_REQUIREMENT 1_.
List every Python module that the UrbanSound8K pre-processing notebook imports under "Load things".
_REQUIREMENT 2_.
Write the next part of the UrbanSound8K pre-processing notebook, picking up right after its last line.

_PAGE TEXT_.
# UrbanSound8K pre-processing

It creates three files, `train`, `valid`, and `test` + `.h5`

Split: folder 1-8: train, 9:valid, 10:test

By Keunwoo Choi. 29 Nov 2016.

### Load things

In [52]:
%matplotlib notebook
import matplotlib.pyplot as plt
import numpy as np
import h5py
import librosa
import os, sys
import pandas as pd 

### Setup path

**Change these to your setup**

* **`PATH_US`**: audio folder path
* **`path_csv`**: csv file path
* **`PATH_HDF`**: output HDF folder path 


In [12]:
PATH_US = '/misc/kcgscratch1/ChoGroup/keunwoo/UrbanSound8K/audio/'
path_csv = '/misc/kcgscratch1/ChoGroup/keunwoo/UrbanSound8K/metadata/UrbanSound8K.csv'
PATH_HDF = '/misc/kcgscratch1/ChoGroup/keunwoo/urbansound8k_hdf/'
# slice_file_name	fsID	start	end	salience	fold	classID	class
# 100032-3-0-0.wav	100032	0	0.317551	1	5	3	dog_bark
# 100263-2-0-117.wav	100263	58.5	62.5	1	5	2	children_playing
# 100263-2-0-121.wav	100263	60.5	64.5	1	5	2	children_playing

In [45]:
fold_folders = ['fold%d/' % i for i in range(1, 11)]
n_label = 10 # 0 - 9

### Audio stuff
* **Modify these if you want. **

In [53]:
# audio
SR = 12000 # [Hz]
max_len = 4.0 # [Seconds]. should be < 4.0. I recommend not to change it.

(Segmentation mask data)
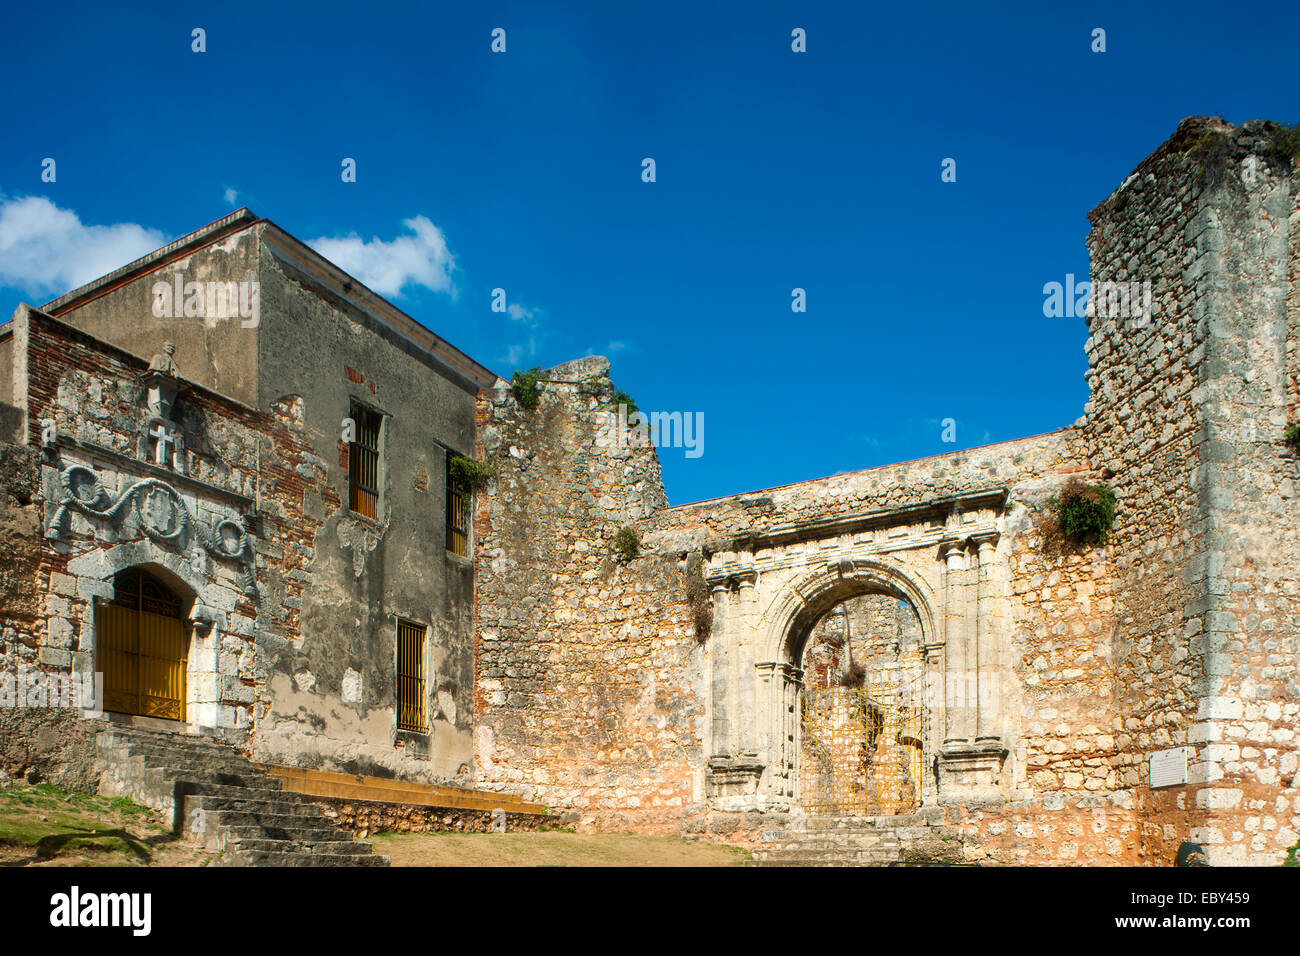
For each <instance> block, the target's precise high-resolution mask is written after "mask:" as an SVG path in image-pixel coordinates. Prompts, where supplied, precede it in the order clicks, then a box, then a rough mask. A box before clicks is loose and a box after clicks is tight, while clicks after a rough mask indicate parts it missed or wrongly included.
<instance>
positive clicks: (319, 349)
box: [0, 212, 494, 783]
mask: <svg viewBox="0 0 1300 956" xmlns="http://www.w3.org/2000/svg"><path fill="white" fill-rule="evenodd" d="M190 282H195V284H198V285H196V286H195V290H196V291H198V295H196V298H195V299H192V300H190V298H188V291H185V294H183V295H182V290H188V285H187V284H190ZM159 284H162V287H166V286H172V285H174V284H178V285H177V286H175V287H177V289H178V293H177V295H175V297H174V299H172V300H169V302H168V303H166V304H165V306H164V307H162V308H159V287H160V286H159ZM227 284H229V285H227ZM240 284H244V285H240ZM213 286H216V287H217V289H218V291H220V290H225V289H229V290H230V298H229V299H226V300H218V302H217V304H216V308H213V299H212V289H213ZM240 289H243V290H244V300H243V303H240V304H244V306H246V307H244V308H242V310H240V308H238V307H235V303H238V302H239V298H238V297H239V290H240ZM250 290H251V291H252V295H251V303H250V300H248V299H250V295H248V291H250ZM204 293H205V295H204ZM186 307H190V311H191V313H188V315H186V313H183V310H185V308H186ZM160 311H161V312H164V313H165V315H162V316H159V315H157V312H160ZM0 339H3V341H0V352H3V354H4V356H5V368H8V369H9V377H8V380H6V381H5V382H4V393H5V397H6V398H8V399H10V401H9V402H8V405H6V406H5V407H6V408H8V410H9V411H8V412H6V415H8V419H6V420H12V429H13V431H12V434H10V436H9V438H10V441H13V442H16V445H14V446H8V447H9V449H10V450H12V454H16V455H17V454H18V449H19V447H22V449H23V454H25V455H27V457H30V455H31V454H35V455H36V459H38V462H39V471H40V477H39V481H38V485H36V490H35V492H32V493H31V496H32V505H31V506H29V507H27V509H25V510H23V511H22V512H21V519H22V522H23V524H22V527H23V529H25V531H27V532H31V531H34V529H38V528H39V529H38V533H36V535H35V536H34V538H32V537H29V538H27V540H26V542H25V546H23V548H18V546H16V549H14V551H16V553H19V551H23V553H25V554H35V553H38V551H39V554H40V561H39V566H38V567H36V568H35V572H34V574H31V575H30V576H29V574H27V572H26V570H25V574H22V575H16V581H14V591H16V592H23V591H25V589H30V591H31V592H32V594H34V597H32V598H31V600H30V601H27V602H26V604H27V605H29V606H30V607H31V610H30V611H27V613H25V614H23V615H22V628H23V630H22V631H19V630H18V628H17V626H16V627H14V635H12V640H10V639H6V641H5V648H6V652H8V653H6V662H8V663H9V666H10V669H13V667H14V666H17V662H19V661H30V662H32V663H39V665H40V666H43V667H53V669H68V667H72V669H73V670H74V671H78V670H85V671H86V672H96V671H103V661H100V659H98V658H100V657H101V654H100V653H99V652H100V648H99V646H98V643H96V637H95V619H96V613H98V609H99V607H100V606H101V605H104V604H110V602H112V601H113V600H114V587H113V579H114V576H116V575H118V574H121V572H123V571H127V570H130V568H143V570H146V571H148V572H149V574H151V575H153V576H155V578H159V579H160V581H161V584H162V585H164V587H165V588H168V589H169V591H172V593H173V596H174V597H175V598H178V600H179V601H181V604H182V605H183V611H185V614H186V617H187V624H186V631H187V640H188V658H187V663H186V666H187V678H188V679H187V680H186V683H185V688H186V695H187V700H186V701H185V713H183V715H181V722H182V723H183V724H186V726H188V727H190V728H192V730H195V731H208V732H217V734H220V735H222V736H225V737H226V739H229V740H230V741H233V743H237V744H238V745H240V747H243V748H246V749H247V750H248V752H250V753H251V754H252V756H253V757H255V758H256V760H261V761H265V762H269V763H287V765H295V766H317V767H324V769H337V770H347V771H352V773H367V774H378V775H400V777H407V778H412V779H424V780H430V782H432V780H446V782H452V780H459V782H460V783H468V780H469V771H471V766H472V760H473V753H472V713H473V661H472V635H471V607H472V587H473V585H472V564H471V561H469V558H468V557H464V558H463V557H459V555H456V554H452V553H450V551H448V550H447V544H446V541H447V538H446V524H445V515H446V507H447V502H446V494H447V457H448V455H450V454H455V453H463V454H473V446H474V401H476V394H477V390H478V388H480V386H482V385H484V384H489V382H491V381H493V380H494V376H491V375H490V373H487V372H486V369H482V368H481V367H480V365H477V364H476V363H473V362H471V360H469V359H467V358H465V356H463V355H460V354H459V352H456V351H455V350H452V349H451V347H450V346H447V345H446V343H445V342H442V341H441V339H438V338H437V337H434V336H432V334H430V333H428V332H424V330H422V329H419V326H417V325H416V324H415V323H413V321H412V320H409V319H408V317H406V316H403V315H402V313H400V312H398V311H396V310H395V308H393V307H391V306H390V304H387V303H386V302H383V300H382V299H380V298H378V297H376V295H373V294H372V293H369V291H368V290H367V289H364V286H360V284H356V282H355V280H351V278H350V277H347V276H346V274H344V273H342V272H339V271H338V269H335V268H334V267H331V265H330V264H329V263H326V261H325V260H322V259H320V256H317V255H316V254H313V252H311V251H309V250H307V248H305V247H304V246H302V245H300V243H299V242H298V241H296V239H292V238H291V237H289V235H286V234H285V233H282V232H281V230H278V229H277V228H276V226H274V225H272V224H269V222H266V221H265V220H257V219H256V217H253V216H252V215H250V213H247V212H239V213H235V215H233V216H229V217H226V219H225V220H221V221H218V222H214V224H212V225H209V226H207V228H204V229H201V230H199V232H196V233H194V234H191V235H188V237H186V238H183V239H181V241H178V242H175V243H172V245H170V246H168V247H164V248H162V250H159V251H157V252H155V254H152V255H149V256H147V258H146V259H142V260H139V261H136V263H133V264H130V265H127V267H125V268H123V269H120V271H118V272H116V273H113V274H110V276H107V277H105V278H103V280H100V281H98V282H92V284H91V285H88V286H86V287H83V289H79V290H77V291H74V293H70V294H69V295H65V297H62V298H61V299H56V300H55V302H52V303H48V304H47V306H45V307H44V310H42V311H38V310H32V308H29V307H22V308H19V310H18V312H17V313H16V316H14V320H13V321H12V323H10V324H9V325H8V326H6V328H5V329H4V332H3V333H0ZM164 342H166V343H169V345H172V347H173V349H172V351H170V352H169V354H168V355H166V356H164V355H161V354H160V352H161V350H162V345H164ZM151 358H155V360H162V362H166V360H168V359H169V360H170V362H172V363H173V365H172V375H170V377H172V378H174V390H177V392H178V395H177V397H175V401H174V408H172V410H168V408H164V410H162V411H161V414H159V410H157V408H155V407H151V405H149V402H151V395H149V394H147V393H148V392H149V381H148V368H149V364H151ZM74 359H75V360H74ZM412 382H419V384H420V388H419V389H412V388H411V384H412ZM354 405H360V406H363V407H365V408H367V410H370V411H373V412H376V414H377V415H378V416H380V418H381V421H382V424H381V427H380V433H378V434H380V445H381V447H380V468H378V476H377V477H378V483H377V484H378V489H377V492H378V494H377V498H378V503H377V506H376V509H374V511H376V514H374V516H373V518H372V516H368V515H364V514H359V512H357V511H356V510H354V509H352V507H350V503H351V502H350V497H348V496H350V486H348V455H350V453H351V451H350V445H348V442H347V441H346V440H344V436H343V424H344V420H346V419H348V418H350V415H351V414H352V408H354ZM159 421H161V423H162V425H164V427H165V431H166V432H168V437H166V438H165V441H168V442H170V444H169V445H168V447H166V454H165V455H164V457H162V459H161V463H160V460H159V455H156V445H155V444H151V442H153V441H156V440H153V438H151V433H149V428H151V427H157V424H159ZM151 423H152V424H151ZM47 428H48V429H49V433H48V434H45V429H47ZM42 449H43V450H42ZM14 460H16V462H17V460H19V459H17V458H16V459H14ZM96 483H98V485H96ZM142 483H144V484H142ZM133 489H134V490H133ZM77 496H81V497H79V498H78V497H77ZM70 497H72V498H75V501H73V502H72V506H68V507H65V506H64V502H65V501H66V499H68V498H70ZM151 509H153V510H157V509H161V510H162V511H164V512H165V514H164V515H162V516H161V518H160V519H159V520H155V518H153V516H151V514H149V510H151ZM34 514H35V515H39V518H38V519H36V525H35V527H31V518H32V515H34ZM56 519H57V520H56ZM159 522H160V523H159ZM178 523H179V524H183V525H185V527H183V529H181V531H179V532H175V525H177V524H178ZM173 532H175V533H173ZM226 538H229V540H226ZM38 542H39V544H38ZM208 545H212V546H208ZM196 546H200V550H204V549H205V550H204V554H203V555H196V553H195V548H196ZM226 546H229V548H231V549H238V553H239V557H238V559H237V558H231V557H230V555H227V554H226V551H225V550H224V549H225V548H226ZM5 604H6V605H8V604H9V602H8V601H6V602H5ZM399 619H400V620H408V622H413V623H416V624H419V626H420V627H421V628H425V649H424V653H425V654H426V658H425V665H424V666H425V695H426V701H425V715H426V726H425V728H424V731H422V732H419V731H408V730H398V728H396V719H395V714H396V710H395V708H396V704H395V698H396V692H395V682H396V672H395V659H396V631H398V620H399Z"/></svg>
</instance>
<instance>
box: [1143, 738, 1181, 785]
mask: <svg viewBox="0 0 1300 956" xmlns="http://www.w3.org/2000/svg"><path fill="white" fill-rule="evenodd" d="M1180 783H1187V748H1186V747H1175V748H1173V749H1171V750H1156V753H1153V754H1151V786H1152V787H1177V786H1179V784H1180Z"/></svg>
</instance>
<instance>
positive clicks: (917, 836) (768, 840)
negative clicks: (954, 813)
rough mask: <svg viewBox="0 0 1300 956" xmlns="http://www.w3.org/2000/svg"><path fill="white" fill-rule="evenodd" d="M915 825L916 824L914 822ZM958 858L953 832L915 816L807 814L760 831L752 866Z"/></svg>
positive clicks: (842, 864)
mask: <svg viewBox="0 0 1300 956" xmlns="http://www.w3.org/2000/svg"><path fill="white" fill-rule="evenodd" d="M918 823H919V825H918ZM935 862H939V864H954V862H961V836H959V835H958V832H957V830H954V829H950V827H945V826H943V823H941V816H940V819H939V823H935V822H931V821H928V819H927V821H918V819H917V818H915V817H907V818H897V817H896V818H891V817H809V818H807V819H806V821H803V825H802V826H801V827H800V829H789V830H764V831H763V836H762V843H761V844H759V847H758V848H755V849H754V856H753V858H751V860H750V861H749V865H750V866H897V865H904V864H935Z"/></svg>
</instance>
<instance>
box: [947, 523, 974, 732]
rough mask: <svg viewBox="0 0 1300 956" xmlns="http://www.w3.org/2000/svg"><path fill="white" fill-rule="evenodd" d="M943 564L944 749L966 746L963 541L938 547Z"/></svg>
mask: <svg viewBox="0 0 1300 956" xmlns="http://www.w3.org/2000/svg"><path fill="white" fill-rule="evenodd" d="M939 554H940V557H941V558H943V561H944V745H945V747H946V745H949V744H961V743H969V741H970V739H971V732H970V730H969V728H967V723H969V721H967V719H966V709H967V704H966V700H965V692H963V688H965V683H966V672H967V666H966V607H965V597H966V593H965V587H963V581H962V571H963V568H965V566H966V538H948V540H945V541H943V542H940V545H939Z"/></svg>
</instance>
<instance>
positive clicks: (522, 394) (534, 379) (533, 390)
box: [510, 365, 542, 411]
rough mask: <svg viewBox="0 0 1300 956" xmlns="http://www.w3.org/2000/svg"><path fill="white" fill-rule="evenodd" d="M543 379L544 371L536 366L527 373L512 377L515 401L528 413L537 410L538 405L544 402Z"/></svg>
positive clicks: (511, 387)
mask: <svg viewBox="0 0 1300 956" xmlns="http://www.w3.org/2000/svg"><path fill="white" fill-rule="evenodd" d="M541 377H542V369H539V368H537V367H536V365H534V367H533V368H529V369H528V371H526V372H515V375H512V376H511V377H510V390H511V393H512V394H513V395H515V401H516V402H519V403H520V406H523V407H524V408H526V410H528V411H532V410H533V408H536V407H537V403H538V402H541V401H542V386H541Z"/></svg>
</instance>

_REPLY 1_.
matplotlib.pyplot, numpy, h5py, librosa, os, sys, pandas

_REPLY 2_.
n_mels = 96
n_fft = 512
n_hop = 256

def process_audio(src, sr):
    melgram = librosa.feature.melspectrogram(src, sr, n_fft=n_fft, hop_length=n_hop, n_mels=n_mels)
    melgram = np.abs(melgram)
    return librosa.logamplitude(melgram**2)

In [47]:
mel_shape = librosa.feature.melspectrogram(np.zeros(SR*max_len), SR, n_fft=n_fft, hop_length=n_hop, n_mels=n_mels).shape
print mel_shape
n_mel_fr = mel_shape[1]

(96, 188)


  if __name__ == '__main__':


## Load csv

In [51]:
df = pd.read_csv(path_csv, header=0)
print df.shape
n_data_all = df.shape[0]
n_valid = len(df[df['fold']==9])
n_test = len(df[df['fold']==10])
n_train = n_data_all - n_valid - n_test
print n_train, n_valid, n_test

(8732, 8)
7079 816 837


### A function to load audio, compute melgram, and store into HDF

In [41]:
def set_to_hdf(hdf_filepath, df_subset):
    num_data = len(df_subset)
    with h5py.File(hdf_filepath, 'w') as f_hdf:
        ds_melgram = f_hdf.create_dataset('melgram', (num_data, n_mels, n_mel_fr), dtype='float32')
        ds_y = f_hdf.create_dataset('y', (num_data, n_label), dtype='bool')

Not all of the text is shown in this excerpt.